**WORK INSTRUCTIONS**
**1)** In the journal entries, who mowed the front yard?
**2)** List every person named in the journal entries.
**3)** Reproduce everything in the journal entries from "I guess I forgot" down to "my adult kids.".

**SOURCE EXTRACT**
A Shopping Excursion

The big thing about today was that I had to go to Aldi. I hate it with a deep-seated loathing. It’s not the store itself I hate; it’s that I have yet to find a time when I can shop there without being subject to large crowds and long lines. It is a little better in the morning, but it opens too late in the morning for me to go without messing up our school hours.

So today Jasper came with me in the afternoon to get some of the chai party stuff. It was very crowded. If Jasper hadn’t been with me, I’d have been very grumpy. It is a lot more enjoyable to have a helper!

Bri was in and out all day. I got bunch of knitting done and worked on two new hymns for Sunday. I am trying to increase my repertoire during the weeks when I don’t have too many other commitments.

Tomorrow is our back-to-school chai party, usually the biggest one of the year. I’m glad Bri is here to help.

A Visitor Arrives

I guess I forgot to post last night. I got caught up in a writing task and then just went to bed. Today started off a little different as Lucy had a doctor’s appointment. I had hoped we could just get her prescription altered over the phone, but that was not an option, so we had to go back in. Her meds will probably have to be tweaked from time to time until they hit on the “right” combination.

Jasper and I still had school to do, of course, and this afternoon he and Spencer mowed our overgrown front yard. The rain has really made the grass grow!

I sent a couple of things off in the mail and then came home to talk to Mary on the phone. It is always good to catch up with one of my adult kids.

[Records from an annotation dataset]

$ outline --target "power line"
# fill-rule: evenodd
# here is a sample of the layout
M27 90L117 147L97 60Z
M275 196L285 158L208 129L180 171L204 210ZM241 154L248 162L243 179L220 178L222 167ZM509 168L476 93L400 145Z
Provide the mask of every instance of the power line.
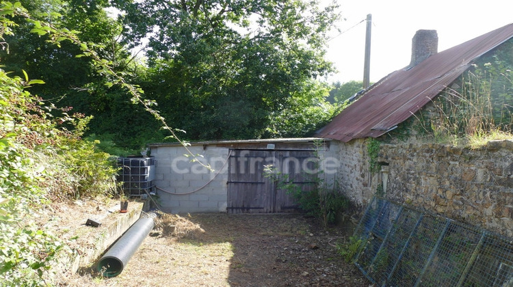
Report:
M328 39L328 42L330 42L330 41L331 41L332 40L333 40L333 39L334 39L334 38L336 38L339 37L339 36L341 36L341 35L343 34L344 33L345 33L345 32L347 32L347 31L348 31L351 30L352 29L353 29L353 28L354 28L355 27L356 27L356 26L359 25L360 24L363 23L363 22L365 22L365 20L367 20L367 19L363 19L363 20L362 20L361 21L360 21L360 22L357 23L356 24L354 25L353 25L352 27L349 27L348 29L345 29L345 30L344 30L344 31L343 31L340 32L340 33L339 33L338 35L337 35L336 36L334 36L334 37L332 37L332 38L330 38L330 39Z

**EXPECTED ANSWERS**
**1)** Jasper and Spencer

**2)** Jasper, Bri, Lucy, Spencer, Mary

**3)**
I guess I forgot to post last night. I got caught up in a writing task and then just went to bed. Today started off a little different as Lucy had a doctor’s appointment. I had hoped we could just get her prescription altered over the phone, but that was not an option, so we had to go back in. Her meds will probably have to be tweaked from time to time until they hit on the “right” combination.

Jasper and I still had school to do, of course, and this afternoon he and Spencer mowed our overgrown front yard. The rain has really made the grass grow!

I sent a couple of things off in the mail and then came home to talk to Mary on the phone. It is always good to catch up with one of my adult kids.